─── Listing

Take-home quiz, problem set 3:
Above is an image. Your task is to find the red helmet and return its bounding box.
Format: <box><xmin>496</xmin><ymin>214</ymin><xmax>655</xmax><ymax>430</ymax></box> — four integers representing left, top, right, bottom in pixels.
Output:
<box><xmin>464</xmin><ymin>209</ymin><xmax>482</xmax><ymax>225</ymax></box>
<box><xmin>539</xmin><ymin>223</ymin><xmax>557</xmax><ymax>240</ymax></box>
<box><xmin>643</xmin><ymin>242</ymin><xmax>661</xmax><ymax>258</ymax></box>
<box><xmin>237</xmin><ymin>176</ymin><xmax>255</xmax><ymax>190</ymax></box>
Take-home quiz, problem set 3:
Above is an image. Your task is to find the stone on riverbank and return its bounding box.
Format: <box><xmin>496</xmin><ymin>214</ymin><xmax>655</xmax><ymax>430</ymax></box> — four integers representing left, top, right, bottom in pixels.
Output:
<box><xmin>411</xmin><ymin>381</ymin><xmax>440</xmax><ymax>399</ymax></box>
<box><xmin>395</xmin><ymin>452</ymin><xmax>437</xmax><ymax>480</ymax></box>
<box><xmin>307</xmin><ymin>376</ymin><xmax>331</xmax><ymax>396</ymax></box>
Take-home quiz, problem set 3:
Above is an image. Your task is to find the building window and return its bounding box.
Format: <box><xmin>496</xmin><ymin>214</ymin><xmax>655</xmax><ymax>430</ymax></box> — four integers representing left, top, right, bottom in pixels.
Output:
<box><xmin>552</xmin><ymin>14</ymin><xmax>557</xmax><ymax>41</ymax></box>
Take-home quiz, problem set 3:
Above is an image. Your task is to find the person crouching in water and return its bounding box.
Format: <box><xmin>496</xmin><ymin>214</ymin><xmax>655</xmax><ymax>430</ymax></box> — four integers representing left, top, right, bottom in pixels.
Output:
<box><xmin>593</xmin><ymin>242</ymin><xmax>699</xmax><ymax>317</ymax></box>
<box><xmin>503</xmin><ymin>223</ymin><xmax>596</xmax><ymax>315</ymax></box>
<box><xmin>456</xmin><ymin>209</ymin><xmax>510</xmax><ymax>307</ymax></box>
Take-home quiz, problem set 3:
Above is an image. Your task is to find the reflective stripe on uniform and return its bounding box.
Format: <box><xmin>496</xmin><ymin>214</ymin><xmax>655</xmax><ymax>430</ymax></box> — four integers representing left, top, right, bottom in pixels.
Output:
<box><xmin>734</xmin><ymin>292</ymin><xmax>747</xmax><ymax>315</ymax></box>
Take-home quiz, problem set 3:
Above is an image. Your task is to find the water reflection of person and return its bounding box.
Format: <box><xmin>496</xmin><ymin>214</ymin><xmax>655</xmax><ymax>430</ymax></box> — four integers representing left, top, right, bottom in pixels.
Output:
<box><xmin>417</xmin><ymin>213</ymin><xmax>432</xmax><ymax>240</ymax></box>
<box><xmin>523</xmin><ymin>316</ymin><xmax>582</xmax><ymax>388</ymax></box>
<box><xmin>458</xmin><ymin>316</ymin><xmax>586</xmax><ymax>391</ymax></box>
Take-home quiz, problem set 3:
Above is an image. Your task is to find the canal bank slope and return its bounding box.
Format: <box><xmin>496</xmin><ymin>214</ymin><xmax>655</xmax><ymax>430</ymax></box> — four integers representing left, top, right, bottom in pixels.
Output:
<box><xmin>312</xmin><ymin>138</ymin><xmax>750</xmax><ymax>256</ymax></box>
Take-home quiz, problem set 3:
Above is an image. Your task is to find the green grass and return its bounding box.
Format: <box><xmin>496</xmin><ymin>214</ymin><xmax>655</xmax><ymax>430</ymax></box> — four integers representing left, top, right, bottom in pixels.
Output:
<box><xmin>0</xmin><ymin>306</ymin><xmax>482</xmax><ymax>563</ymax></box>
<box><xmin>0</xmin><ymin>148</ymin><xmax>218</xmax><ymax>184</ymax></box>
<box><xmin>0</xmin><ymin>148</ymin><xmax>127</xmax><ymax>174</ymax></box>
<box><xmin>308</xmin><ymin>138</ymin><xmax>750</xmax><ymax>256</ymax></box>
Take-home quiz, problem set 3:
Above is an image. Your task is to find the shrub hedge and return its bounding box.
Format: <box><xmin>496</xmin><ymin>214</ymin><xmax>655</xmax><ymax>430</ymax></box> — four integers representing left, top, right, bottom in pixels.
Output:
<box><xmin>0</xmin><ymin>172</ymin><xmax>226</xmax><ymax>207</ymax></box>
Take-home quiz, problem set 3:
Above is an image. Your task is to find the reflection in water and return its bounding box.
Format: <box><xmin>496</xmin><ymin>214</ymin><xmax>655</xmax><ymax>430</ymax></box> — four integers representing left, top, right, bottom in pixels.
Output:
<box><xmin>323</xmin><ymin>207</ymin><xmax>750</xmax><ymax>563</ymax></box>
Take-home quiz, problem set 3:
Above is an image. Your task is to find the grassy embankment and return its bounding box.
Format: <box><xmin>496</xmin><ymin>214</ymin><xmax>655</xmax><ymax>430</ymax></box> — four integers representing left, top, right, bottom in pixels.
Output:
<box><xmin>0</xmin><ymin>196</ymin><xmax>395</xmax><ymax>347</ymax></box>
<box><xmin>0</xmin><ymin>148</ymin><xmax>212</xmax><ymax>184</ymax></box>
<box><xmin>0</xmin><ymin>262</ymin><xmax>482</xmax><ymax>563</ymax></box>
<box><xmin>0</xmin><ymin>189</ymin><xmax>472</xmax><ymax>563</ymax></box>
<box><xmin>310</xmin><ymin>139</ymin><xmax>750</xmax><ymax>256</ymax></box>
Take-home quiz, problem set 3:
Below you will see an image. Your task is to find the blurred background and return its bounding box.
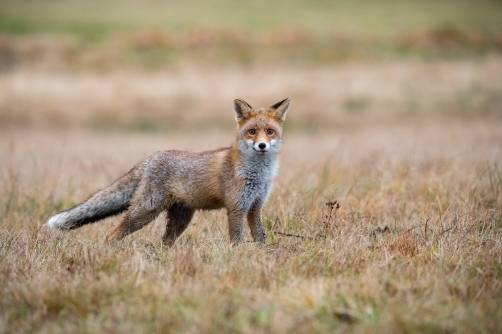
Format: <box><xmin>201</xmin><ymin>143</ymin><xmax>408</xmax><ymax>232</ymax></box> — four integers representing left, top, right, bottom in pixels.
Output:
<box><xmin>0</xmin><ymin>0</ymin><xmax>502</xmax><ymax>133</ymax></box>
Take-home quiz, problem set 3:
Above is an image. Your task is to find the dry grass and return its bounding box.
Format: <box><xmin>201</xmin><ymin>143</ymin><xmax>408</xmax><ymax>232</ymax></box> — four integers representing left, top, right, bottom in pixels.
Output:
<box><xmin>0</xmin><ymin>100</ymin><xmax>502</xmax><ymax>333</ymax></box>
<box><xmin>0</xmin><ymin>0</ymin><xmax>502</xmax><ymax>333</ymax></box>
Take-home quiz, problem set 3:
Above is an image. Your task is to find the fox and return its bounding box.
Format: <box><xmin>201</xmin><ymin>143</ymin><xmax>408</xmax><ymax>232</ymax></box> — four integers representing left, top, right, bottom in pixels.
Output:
<box><xmin>46</xmin><ymin>98</ymin><xmax>291</xmax><ymax>247</ymax></box>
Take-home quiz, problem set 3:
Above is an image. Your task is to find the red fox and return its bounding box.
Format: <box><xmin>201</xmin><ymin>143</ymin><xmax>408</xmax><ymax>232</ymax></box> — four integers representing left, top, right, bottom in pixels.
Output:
<box><xmin>47</xmin><ymin>98</ymin><xmax>291</xmax><ymax>246</ymax></box>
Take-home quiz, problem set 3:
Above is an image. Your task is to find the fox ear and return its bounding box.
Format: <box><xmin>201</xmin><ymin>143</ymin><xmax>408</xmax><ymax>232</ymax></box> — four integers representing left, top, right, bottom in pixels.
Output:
<box><xmin>270</xmin><ymin>97</ymin><xmax>291</xmax><ymax>121</ymax></box>
<box><xmin>234</xmin><ymin>99</ymin><xmax>253</xmax><ymax>122</ymax></box>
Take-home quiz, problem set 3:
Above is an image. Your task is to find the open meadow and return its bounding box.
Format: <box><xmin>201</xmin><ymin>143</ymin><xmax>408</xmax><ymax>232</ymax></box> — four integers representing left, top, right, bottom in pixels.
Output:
<box><xmin>0</xmin><ymin>0</ymin><xmax>502</xmax><ymax>333</ymax></box>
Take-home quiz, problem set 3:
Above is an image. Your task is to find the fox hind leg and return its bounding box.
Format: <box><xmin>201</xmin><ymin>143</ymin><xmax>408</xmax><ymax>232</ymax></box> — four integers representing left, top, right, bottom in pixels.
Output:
<box><xmin>106</xmin><ymin>205</ymin><xmax>161</xmax><ymax>242</ymax></box>
<box><xmin>162</xmin><ymin>204</ymin><xmax>195</xmax><ymax>247</ymax></box>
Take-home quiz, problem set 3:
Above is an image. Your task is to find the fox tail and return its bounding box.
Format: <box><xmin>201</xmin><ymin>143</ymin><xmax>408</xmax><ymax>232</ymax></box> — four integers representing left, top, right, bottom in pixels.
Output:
<box><xmin>47</xmin><ymin>167</ymin><xmax>140</xmax><ymax>230</ymax></box>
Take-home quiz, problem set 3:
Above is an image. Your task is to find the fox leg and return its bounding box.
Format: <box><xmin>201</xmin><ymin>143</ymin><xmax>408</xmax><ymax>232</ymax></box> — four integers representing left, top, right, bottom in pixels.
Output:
<box><xmin>247</xmin><ymin>205</ymin><xmax>265</xmax><ymax>244</ymax></box>
<box><xmin>228</xmin><ymin>209</ymin><xmax>244</xmax><ymax>246</ymax></box>
<box><xmin>162</xmin><ymin>204</ymin><xmax>195</xmax><ymax>247</ymax></box>
<box><xmin>106</xmin><ymin>206</ymin><xmax>161</xmax><ymax>242</ymax></box>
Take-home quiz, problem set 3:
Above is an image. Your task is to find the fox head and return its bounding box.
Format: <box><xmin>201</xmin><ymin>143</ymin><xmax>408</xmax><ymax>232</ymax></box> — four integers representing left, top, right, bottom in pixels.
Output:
<box><xmin>234</xmin><ymin>98</ymin><xmax>291</xmax><ymax>156</ymax></box>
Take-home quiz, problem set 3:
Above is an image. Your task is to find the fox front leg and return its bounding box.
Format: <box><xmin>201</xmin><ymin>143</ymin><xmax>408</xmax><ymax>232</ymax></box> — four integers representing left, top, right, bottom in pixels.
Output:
<box><xmin>247</xmin><ymin>204</ymin><xmax>265</xmax><ymax>245</ymax></box>
<box><xmin>228</xmin><ymin>209</ymin><xmax>244</xmax><ymax>246</ymax></box>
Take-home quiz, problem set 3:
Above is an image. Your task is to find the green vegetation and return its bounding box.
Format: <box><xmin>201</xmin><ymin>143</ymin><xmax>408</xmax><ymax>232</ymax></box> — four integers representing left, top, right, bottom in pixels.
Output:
<box><xmin>0</xmin><ymin>0</ymin><xmax>502</xmax><ymax>39</ymax></box>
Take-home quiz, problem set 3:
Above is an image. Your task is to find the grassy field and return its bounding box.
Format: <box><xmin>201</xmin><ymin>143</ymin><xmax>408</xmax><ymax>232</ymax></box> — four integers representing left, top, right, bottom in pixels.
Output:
<box><xmin>0</xmin><ymin>0</ymin><xmax>502</xmax><ymax>333</ymax></box>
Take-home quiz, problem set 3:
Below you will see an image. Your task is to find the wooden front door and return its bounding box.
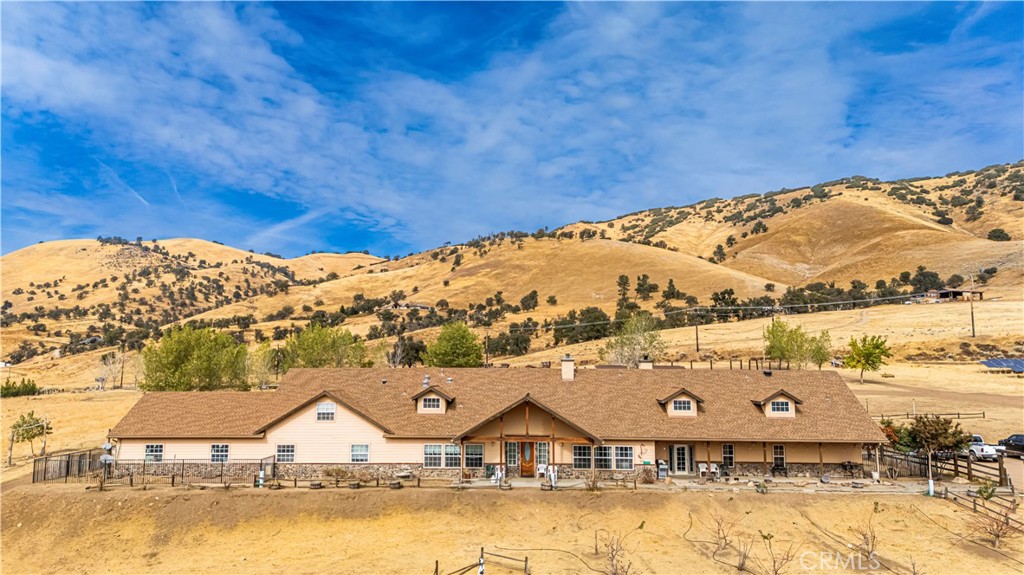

──────

Directions for this task
From the records above, keep each line that contains the word "Below" and copy it in full. The match is case-sensitive.

Reply
Below you will see an image. Your task is to find the blurred background and return its bounding box.
Below you will see an image. Your task is to find the wooden front door and return its bounding box.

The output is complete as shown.